■ **Entries provided**
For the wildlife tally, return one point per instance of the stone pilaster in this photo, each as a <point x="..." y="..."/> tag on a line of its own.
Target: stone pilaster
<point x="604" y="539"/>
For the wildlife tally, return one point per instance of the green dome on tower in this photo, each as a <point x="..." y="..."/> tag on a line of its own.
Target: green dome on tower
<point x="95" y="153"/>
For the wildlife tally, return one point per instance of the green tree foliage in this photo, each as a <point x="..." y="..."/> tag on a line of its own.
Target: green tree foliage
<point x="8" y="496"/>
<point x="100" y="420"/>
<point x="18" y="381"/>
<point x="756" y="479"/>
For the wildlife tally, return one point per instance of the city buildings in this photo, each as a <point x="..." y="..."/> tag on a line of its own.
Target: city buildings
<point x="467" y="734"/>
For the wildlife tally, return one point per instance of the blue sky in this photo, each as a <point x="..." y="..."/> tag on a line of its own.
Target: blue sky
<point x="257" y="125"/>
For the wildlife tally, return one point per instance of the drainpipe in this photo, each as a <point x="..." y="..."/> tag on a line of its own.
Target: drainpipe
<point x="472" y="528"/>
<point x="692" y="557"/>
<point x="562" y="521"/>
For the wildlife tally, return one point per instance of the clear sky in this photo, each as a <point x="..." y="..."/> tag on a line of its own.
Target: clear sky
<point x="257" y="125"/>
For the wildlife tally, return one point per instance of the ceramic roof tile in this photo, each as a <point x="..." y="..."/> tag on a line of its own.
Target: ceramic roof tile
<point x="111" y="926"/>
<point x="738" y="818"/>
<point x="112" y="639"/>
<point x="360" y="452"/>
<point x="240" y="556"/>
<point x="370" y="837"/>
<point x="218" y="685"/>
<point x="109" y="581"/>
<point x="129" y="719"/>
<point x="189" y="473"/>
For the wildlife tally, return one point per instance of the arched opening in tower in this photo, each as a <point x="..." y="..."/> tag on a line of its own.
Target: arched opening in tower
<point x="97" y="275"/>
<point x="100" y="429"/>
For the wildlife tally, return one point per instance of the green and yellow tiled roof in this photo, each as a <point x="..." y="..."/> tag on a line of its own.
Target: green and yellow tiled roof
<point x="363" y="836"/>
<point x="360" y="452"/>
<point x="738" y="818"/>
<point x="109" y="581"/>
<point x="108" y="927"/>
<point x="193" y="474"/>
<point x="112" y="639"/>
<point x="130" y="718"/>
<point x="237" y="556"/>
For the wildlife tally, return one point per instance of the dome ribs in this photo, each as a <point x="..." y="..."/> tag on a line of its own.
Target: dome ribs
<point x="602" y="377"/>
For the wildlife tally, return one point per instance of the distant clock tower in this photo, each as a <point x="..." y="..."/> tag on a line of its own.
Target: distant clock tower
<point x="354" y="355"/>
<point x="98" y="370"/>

■ **Task brief**
Your job here is to copy the entries above exactly.

■ **Problem solution**
For the wildlife tally, return one point per instance of the stone pilaster in this photo, each as a <point x="..." y="..."/> tag on a line of its own.
Target: stone pilaster
<point x="604" y="539"/>
For the wildlife tally, return one point per instance of the green dome on tower in this photo, each as a <point x="..." y="..."/> tag on a line of its own.
Target: green dome on tower
<point x="95" y="153"/>
For the wildlife tally, return one point per instance of the green tree foliage in this photo, each as a <point x="..." y="..."/> tag on a line of its own.
Target: green tree foliage
<point x="8" y="496"/>
<point x="100" y="420"/>
<point x="18" y="381"/>
<point x="756" y="479"/>
For the wildlife tally, return one point per instance of the city buildings in this photo, each as a <point x="..." y="..."/> tag on a line of its own.
Target: city buildings
<point x="467" y="734"/>
For the wildlife tally, return one point per instance of the blue sky in this photo, each as a <point x="..." y="..."/> tag on a line of its own.
Target: blue sky
<point x="257" y="125"/>
For the wildlife tally, return one point per instance of the drainpipe in this photo, each as a <point x="..." y="..."/> tag on a line of its own.
Target: drainpipe
<point x="472" y="528"/>
<point x="692" y="557"/>
<point x="562" y="521"/>
For the wildlife tally, return one point per instance of the clear sky in this photo, each as a <point x="..." y="..."/> tag on a line of its own.
Target: clear sky
<point x="257" y="125"/>
For the wildlife tally, return one point per instance of the ceramic roof tile in this photo, each as a <point x="..." y="..."/> tag on a line of its own.
Target: ceramic roof tile
<point x="111" y="926"/>
<point x="738" y="818"/>
<point x="112" y="639"/>
<point x="360" y="452"/>
<point x="240" y="556"/>
<point x="370" y="837"/>
<point x="218" y="685"/>
<point x="109" y="581"/>
<point x="129" y="719"/>
<point x="189" y="473"/>
For the wildlife tally, return one point per instance of the arched opening in tower in this photo, each as a <point x="..." y="..."/> tag on a line of its own.
Target: arched opening in tower
<point x="97" y="275"/>
<point x="100" y="429"/>
For the wildlife tally, return one point per instance of the green and yellow tiled roof in this photo, each as a <point x="..." y="..."/> tag on a line of its own.
Target: green and yellow tiled roof
<point x="363" y="836"/>
<point x="360" y="452"/>
<point x="738" y="818"/>
<point x="109" y="581"/>
<point x="108" y="927"/>
<point x="193" y="474"/>
<point x="112" y="639"/>
<point x="130" y="718"/>
<point x="237" y="556"/>
For the wildlife tally, return one point per instance of the dome ribs in this photo, each as a <point x="..." y="..."/> tag on a line of its own.
Target: dome ribs
<point x="602" y="377"/>
For the wildlife tally, return one point per instance of the distant clock tower in this photo, each as a <point x="..." y="..."/> tag on a line of its own.
Target: distant clock tower
<point x="354" y="355"/>
<point x="98" y="370"/>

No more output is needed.